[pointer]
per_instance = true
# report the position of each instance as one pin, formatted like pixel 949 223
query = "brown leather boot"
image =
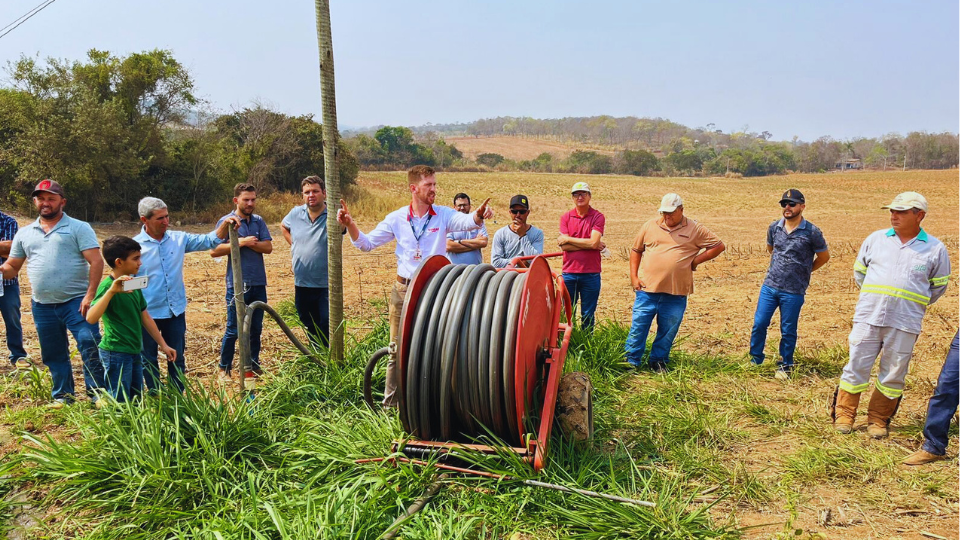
pixel 843 410
pixel 920 457
pixel 879 413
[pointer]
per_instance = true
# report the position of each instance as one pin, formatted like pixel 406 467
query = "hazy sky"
pixel 804 68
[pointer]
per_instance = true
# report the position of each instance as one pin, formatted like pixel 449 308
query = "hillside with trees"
pixel 655 146
pixel 113 129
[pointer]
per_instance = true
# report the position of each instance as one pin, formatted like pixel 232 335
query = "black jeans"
pixel 174 332
pixel 313 308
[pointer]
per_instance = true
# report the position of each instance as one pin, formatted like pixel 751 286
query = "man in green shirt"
pixel 125 316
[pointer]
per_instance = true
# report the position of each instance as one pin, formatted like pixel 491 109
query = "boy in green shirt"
pixel 124 316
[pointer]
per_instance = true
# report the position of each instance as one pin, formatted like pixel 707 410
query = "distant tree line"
pixel 113 129
pixel 645 146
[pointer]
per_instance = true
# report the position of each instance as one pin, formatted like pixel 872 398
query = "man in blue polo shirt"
pixel 162 253
pixel 64 265
pixel 10 298
pixel 255 242
pixel 463 247
pixel 305 229
pixel 798 248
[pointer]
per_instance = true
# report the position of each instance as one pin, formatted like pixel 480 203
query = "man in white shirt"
pixel 519 239
pixel 421 232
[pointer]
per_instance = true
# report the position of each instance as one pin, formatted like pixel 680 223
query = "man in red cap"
pixel 64 265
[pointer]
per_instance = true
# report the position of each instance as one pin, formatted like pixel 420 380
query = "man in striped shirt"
pixel 900 271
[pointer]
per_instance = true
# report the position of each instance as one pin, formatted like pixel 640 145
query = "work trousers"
pixel 668 310
pixel 10 310
pixel 174 332
pixel 893 347
pixel 397 295
pixel 313 308
pixel 228 345
pixel 52 322
pixel 770 300
pixel 943 404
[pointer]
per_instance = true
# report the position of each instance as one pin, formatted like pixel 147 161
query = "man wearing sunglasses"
pixel 798 248
pixel 463 247
pixel 900 271
pixel 519 239
pixel 665 254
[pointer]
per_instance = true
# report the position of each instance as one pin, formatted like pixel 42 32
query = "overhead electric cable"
pixel 24 18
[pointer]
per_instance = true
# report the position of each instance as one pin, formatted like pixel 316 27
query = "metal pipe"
pixel 248 322
pixel 418 505
pixel 531 483
pixel 238 294
pixel 368 375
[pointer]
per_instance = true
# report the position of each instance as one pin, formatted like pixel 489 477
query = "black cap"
pixel 520 200
pixel 793 195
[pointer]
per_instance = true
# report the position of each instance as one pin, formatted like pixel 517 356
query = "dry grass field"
pixel 779 443
pixel 518 148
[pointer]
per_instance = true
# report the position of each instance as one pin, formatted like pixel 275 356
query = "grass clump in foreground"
pixel 210 465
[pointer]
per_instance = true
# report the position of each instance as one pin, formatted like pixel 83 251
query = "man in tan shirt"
pixel 665 254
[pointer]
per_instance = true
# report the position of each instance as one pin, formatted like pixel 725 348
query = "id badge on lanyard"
pixel 418 254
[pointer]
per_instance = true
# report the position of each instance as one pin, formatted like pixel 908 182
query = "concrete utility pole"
pixel 331 176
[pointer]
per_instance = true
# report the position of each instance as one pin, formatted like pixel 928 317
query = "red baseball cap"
pixel 50 186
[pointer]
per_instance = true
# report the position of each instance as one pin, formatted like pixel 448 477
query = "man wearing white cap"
pixel 665 254
pixel 581 231
pixel 900 271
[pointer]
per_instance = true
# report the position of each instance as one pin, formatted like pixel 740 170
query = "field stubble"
pixel 768 442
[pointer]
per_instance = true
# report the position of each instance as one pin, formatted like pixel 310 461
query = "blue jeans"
pixel 229 344
pixel 122 373
pixel 669 310
pixel 584 288
pixel 313 308
pixel 174 332
pixel 769 300
pixel 943 404
pixel 52 322
pixel 10 310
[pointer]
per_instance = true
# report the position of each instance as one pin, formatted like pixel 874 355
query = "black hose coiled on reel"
pixel 460 370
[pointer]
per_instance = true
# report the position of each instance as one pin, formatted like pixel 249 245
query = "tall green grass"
pixel 210 465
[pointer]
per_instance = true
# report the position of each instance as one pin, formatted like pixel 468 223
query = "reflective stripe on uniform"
pixel 893 291
pixel 853 389
pixel 891 393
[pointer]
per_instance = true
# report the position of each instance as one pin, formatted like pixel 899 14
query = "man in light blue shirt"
pixel 162 252
pixel 463 247
pixel 305 229
pixel 64 266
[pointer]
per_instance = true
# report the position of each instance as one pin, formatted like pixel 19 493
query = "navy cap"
pixel 793 195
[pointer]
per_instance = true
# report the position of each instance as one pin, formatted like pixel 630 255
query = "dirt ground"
pixel 720 313
pixel 519 148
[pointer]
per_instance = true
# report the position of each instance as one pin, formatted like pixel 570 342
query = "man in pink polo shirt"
pixel 581 230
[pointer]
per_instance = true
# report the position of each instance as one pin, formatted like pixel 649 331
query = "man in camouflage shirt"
pixel 798 248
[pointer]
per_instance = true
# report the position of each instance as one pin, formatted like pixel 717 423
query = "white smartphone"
pixel 133 284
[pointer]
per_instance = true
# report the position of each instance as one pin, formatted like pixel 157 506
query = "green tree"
pixel 636 162
pixel 489 160
pixel 95 126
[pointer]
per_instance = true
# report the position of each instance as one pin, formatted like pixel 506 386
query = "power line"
pixel 25 17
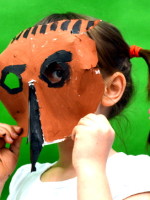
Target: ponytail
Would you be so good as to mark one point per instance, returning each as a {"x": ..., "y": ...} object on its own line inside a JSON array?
[
  {"x": 136, "y": 51},
  {"x": 146, "y": 55}
]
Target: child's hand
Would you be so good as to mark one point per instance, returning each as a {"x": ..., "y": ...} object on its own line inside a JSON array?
[
  {"x": 93, "y": 137},
  {"x": 8, "y": 156}
]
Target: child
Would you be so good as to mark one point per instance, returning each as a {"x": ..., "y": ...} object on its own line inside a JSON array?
[{"x": 101, "y": 172}]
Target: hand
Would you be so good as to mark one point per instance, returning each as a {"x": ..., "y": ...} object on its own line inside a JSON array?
[
  {"x": 93, "y": 138},
  {"x": 8, "y": 156}
]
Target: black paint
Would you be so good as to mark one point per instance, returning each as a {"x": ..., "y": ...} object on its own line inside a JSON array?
[
  {"x": 35, "y": 132},
  {"x": 26, "y": 33},
  {"x": 53, "y": 26},
  {"x": 64, "y": 25},
  {"x": 43, "y": 29},
  {"x": 34, "y": 30},
  {"x": 76, "y": 27}
]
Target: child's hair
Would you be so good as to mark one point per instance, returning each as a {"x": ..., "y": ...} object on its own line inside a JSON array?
[{"x": 113, "y": 53}]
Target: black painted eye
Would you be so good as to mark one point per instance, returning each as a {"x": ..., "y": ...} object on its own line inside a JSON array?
[
  {"x": 11, "y": 79},
  {"x": 55, "y": 71}
]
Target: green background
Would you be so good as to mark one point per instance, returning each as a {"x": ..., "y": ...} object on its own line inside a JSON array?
[{"x": 132, "y": 17}]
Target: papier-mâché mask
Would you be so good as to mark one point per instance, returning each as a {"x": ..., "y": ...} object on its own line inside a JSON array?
[{"x": 57, "y": 80}]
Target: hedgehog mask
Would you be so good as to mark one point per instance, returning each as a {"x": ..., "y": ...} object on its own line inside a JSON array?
[{"x": 50, "y": 79}]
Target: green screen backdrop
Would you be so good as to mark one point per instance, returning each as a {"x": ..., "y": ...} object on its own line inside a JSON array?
[{"x": 132, "y": 17}]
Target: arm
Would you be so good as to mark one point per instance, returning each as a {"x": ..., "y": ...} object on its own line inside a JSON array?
[
  {"x": 8, "y": 156},
  {"x": 93, "y": 138},
  {"x": 142, "y": 196}
]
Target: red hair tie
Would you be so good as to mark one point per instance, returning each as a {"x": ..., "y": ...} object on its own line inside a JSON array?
[{"x": 134, "y": 51}]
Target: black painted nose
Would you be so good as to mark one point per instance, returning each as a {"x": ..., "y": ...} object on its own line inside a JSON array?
[{"x": 35, "y": 131}]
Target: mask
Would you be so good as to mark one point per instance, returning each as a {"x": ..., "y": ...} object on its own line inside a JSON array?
[{"x": 50, "y": 79}]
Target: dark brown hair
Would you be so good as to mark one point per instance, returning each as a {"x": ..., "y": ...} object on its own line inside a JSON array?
[{"x": 113, "y": 53}]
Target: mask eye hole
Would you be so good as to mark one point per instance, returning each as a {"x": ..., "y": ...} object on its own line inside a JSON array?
[
  {"x": 54, "y": 72},
  {"x": 12, "y": 78}
]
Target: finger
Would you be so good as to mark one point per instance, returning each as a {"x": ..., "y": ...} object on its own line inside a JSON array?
[
  {"x": 11, "y": 128},
  {"x": 15, "y": 146},
  {"x": 8, "y": 139},
  {"x": 5, "y": 133},
  {"x": 2, "y": 132},
  {"x": 18, "y": 129},
  {"x": 2, "y": 143}
]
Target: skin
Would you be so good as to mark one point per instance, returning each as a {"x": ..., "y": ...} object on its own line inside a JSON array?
[{"x": 88, "y": 161}]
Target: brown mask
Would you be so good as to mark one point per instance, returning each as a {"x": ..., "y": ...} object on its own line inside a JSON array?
[{"x": 50, "y": 79}]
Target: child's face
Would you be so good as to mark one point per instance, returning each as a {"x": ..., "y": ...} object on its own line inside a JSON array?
[{"x": 62, "y": 67}]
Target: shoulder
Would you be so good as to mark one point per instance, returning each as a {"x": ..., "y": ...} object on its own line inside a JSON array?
[{"x": 129, "y": 174}]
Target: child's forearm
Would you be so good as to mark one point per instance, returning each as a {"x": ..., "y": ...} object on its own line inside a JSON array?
[
  {"x": 2, "y": 183},
  {"x": 92, "y": 183}
]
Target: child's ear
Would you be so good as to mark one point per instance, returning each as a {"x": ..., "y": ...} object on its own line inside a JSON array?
[{"x": 114, "y": 88}]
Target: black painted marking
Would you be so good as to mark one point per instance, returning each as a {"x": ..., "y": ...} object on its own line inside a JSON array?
[
  {"x": 76, "y": 27},
  {"x": 26, "y": 33},
  {"x": 59, "y": 58},
  {"x": 43, "y": 28},
  {"x": 17, "y": 70},
  {"x": 34, "y": 30},
  {"x": 35, "y": 133},
  {"x": 90, "y": 23},
  {"x": 53, "y": 26},
  {"x": 64, "y": 25},
  {"x": 17, "y": 37}
]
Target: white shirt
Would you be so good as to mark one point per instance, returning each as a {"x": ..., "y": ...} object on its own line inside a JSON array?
[{"x": 127, "y": 175}]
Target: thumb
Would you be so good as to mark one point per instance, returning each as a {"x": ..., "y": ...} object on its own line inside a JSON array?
[
  {"x": 15, "y": 146},
  {"x": 18, "y": 129}
]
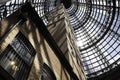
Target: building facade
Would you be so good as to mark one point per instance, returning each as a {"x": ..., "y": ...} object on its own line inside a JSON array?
[{"x": 29, "y": 50}]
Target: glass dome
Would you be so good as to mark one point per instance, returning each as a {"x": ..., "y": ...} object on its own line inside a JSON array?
[{"x": 96, "y": 25}]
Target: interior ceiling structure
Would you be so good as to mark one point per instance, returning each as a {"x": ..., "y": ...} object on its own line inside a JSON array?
[{"x": 96, "y": 25}]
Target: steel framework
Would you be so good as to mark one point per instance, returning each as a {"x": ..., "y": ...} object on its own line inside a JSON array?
[{"x": 96, "y": 25}]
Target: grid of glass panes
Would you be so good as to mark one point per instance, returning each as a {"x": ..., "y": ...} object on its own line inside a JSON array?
[{"x": 17, "y": 58}]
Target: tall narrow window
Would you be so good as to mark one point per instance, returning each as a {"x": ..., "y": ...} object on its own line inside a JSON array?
[
  {"x": 17, "y": 58},
  {"x": 47, "y": 73}
]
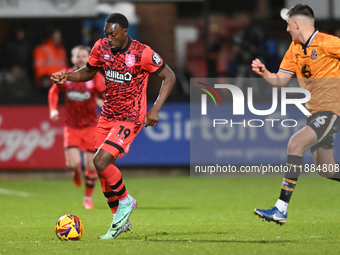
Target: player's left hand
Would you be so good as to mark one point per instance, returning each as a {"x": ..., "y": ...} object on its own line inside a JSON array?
[{"x": 151, "y": 118}]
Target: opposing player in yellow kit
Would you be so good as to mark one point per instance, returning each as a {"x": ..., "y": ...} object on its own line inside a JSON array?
[{"x": 314, "y": 58}]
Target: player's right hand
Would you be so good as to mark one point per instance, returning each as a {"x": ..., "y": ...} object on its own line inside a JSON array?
[
  {"x": 59, "y": 77},
  {"x": 258, "y": 67},
  {"x": 54, "y": 115}
]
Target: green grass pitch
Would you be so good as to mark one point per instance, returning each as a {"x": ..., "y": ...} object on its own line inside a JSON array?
[{"x": 175, "y": 215}]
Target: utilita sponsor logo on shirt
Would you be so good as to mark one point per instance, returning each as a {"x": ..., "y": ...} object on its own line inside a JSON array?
[
  {"x": 115, "y": 76},
  {"x": 21, "y": 144}
]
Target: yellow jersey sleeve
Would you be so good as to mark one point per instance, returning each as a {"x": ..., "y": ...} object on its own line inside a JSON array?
[
  {"x": 332, "y": 46},
  {"x": 288, "y": 65}
]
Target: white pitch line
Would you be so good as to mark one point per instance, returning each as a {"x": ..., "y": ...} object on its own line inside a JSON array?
[{"x": 13, "y": 192}]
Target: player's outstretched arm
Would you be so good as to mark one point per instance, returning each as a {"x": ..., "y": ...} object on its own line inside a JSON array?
[
  {"x": 169, "y": 79},
  {"x": 279, "y": 79},
  {"x": 80, "y": 75}
]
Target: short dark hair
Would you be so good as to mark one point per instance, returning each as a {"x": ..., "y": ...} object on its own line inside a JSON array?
[
  {"x": 301, "y": 9},
  {"x": 118, "y": 18}
]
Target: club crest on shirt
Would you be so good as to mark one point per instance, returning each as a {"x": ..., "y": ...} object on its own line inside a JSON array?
[
  {"x": 89, "y": 84},
  {"x": 156, "y": 59},
  {"x": 314, "y": 55},
  {"x": 130, "y": 60}
]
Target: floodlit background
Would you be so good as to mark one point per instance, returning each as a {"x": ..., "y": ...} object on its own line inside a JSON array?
[{"x": 197, "y": 39}]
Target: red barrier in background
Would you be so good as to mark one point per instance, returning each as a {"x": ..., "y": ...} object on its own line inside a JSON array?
[{"x": 29, "y": 139}]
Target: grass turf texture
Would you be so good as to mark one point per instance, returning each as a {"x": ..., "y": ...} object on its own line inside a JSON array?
[{"x": 176, "y": 215}]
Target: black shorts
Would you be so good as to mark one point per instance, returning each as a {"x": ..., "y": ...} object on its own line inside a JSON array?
[{"x": 325, "y": 124}]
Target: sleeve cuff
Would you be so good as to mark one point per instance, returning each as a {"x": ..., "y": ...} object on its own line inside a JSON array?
[
  {"x": 286, "y": 71},
  {"x": 160, "y": 69}
]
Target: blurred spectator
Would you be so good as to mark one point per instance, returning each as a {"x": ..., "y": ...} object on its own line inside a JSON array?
[
  {"x": 253, "y": 43},
  {"x": 49, "y": 57},
  {"x": 16, "y": 84},
  {"x": 17, "y": 50}
]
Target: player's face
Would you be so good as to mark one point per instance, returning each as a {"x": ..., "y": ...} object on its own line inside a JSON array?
[
  {"x": 116, "y": 36},
  {"x": 292, "y": 29},
  {"x": 80, "y": 58}
]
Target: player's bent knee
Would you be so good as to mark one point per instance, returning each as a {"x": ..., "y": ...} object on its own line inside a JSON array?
[
  {"x": 73, "y": 165},
  {"x": 101, "y": 162}
]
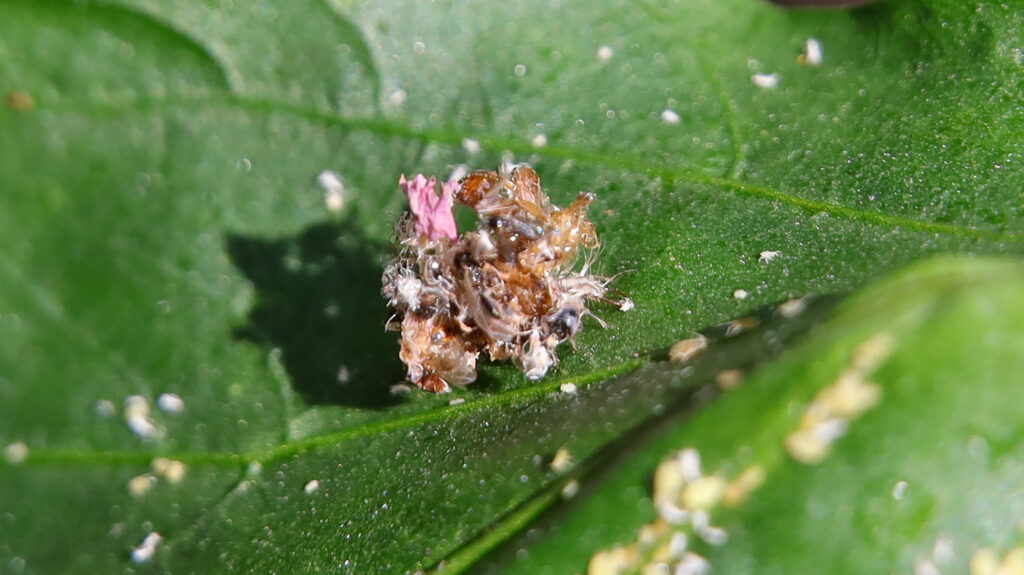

Assignment: Could you transcribe the entries above word for word, from the line with "pixel 232 335" down to the line with "pixel 42 32", keeping both?

Your response:
# report the position of each instance as one pin, formatted like pixel 232 335
query = "black jeans"
pixel 174 332
pixel 313 308
[pointer]
per_instance = true
# report the position of each instance as one pin, formatted like pixel 751 286
query = "man in green shirt"
pixel 125 316
[pointer]
per_instance = true
# report the position of each instance as one pin, formatted like pixel 491 109
query = "boy in green shirt"
pixel 124 316
[pointer]
per_instance = true
# report the position of each instance as one pin, formatted like pixel 707 410
query = "distant tree line"
pixel 113 129
pixel 645 146
[pointer]
per_instance = true
# report the position of each instance as one pin, formatted like pixel 872 398
query = "man in blue polo shirt"
pixel 162 253
pixel 64 265
pixel 10 298
pixel 255 242
pixel 463 247
pixel 305 229
pixel 798 248
[pointer]
per_instance = true
# report the position of each instance as one pin, formatted like pixel 480 203
query = "man in white shirt"
pixel 519 239
pixel 421 232
[pointer]
per_instance = true
# report the position of each instance as one pin, formatted like pixel 680 223
query = "man in red cap"
pixel 64 265
[pointer]
per_instance = true
# report the position of each instance as one pin, formatted like pixel 420 380
query = "man in striped shirt"
pixel 900 271
[pointer]
per_instance = true
# report the position of each instance as one pin, formatted like pixel 640 145
query = "work trousers"
pixel 668 310
pixel 10 310
pixel 174 332
pixel 893 347
pixel 397 295
pixel 313 308
pixel 228 345
pixel 52 322
pixel 770 300
pixel 943 404
[pointer]
per_instance = true
# report the position of each instance as one pin, formatted like pixel 147 161
query = "man wearing sunglasses"
pixel 798 248
pixel 463 247
pixel 900 271
pixel 519 239
pixel 665 254
[pointer]
per_instance = true
# report the position of each instance as one pin, formatted like pixel 42 32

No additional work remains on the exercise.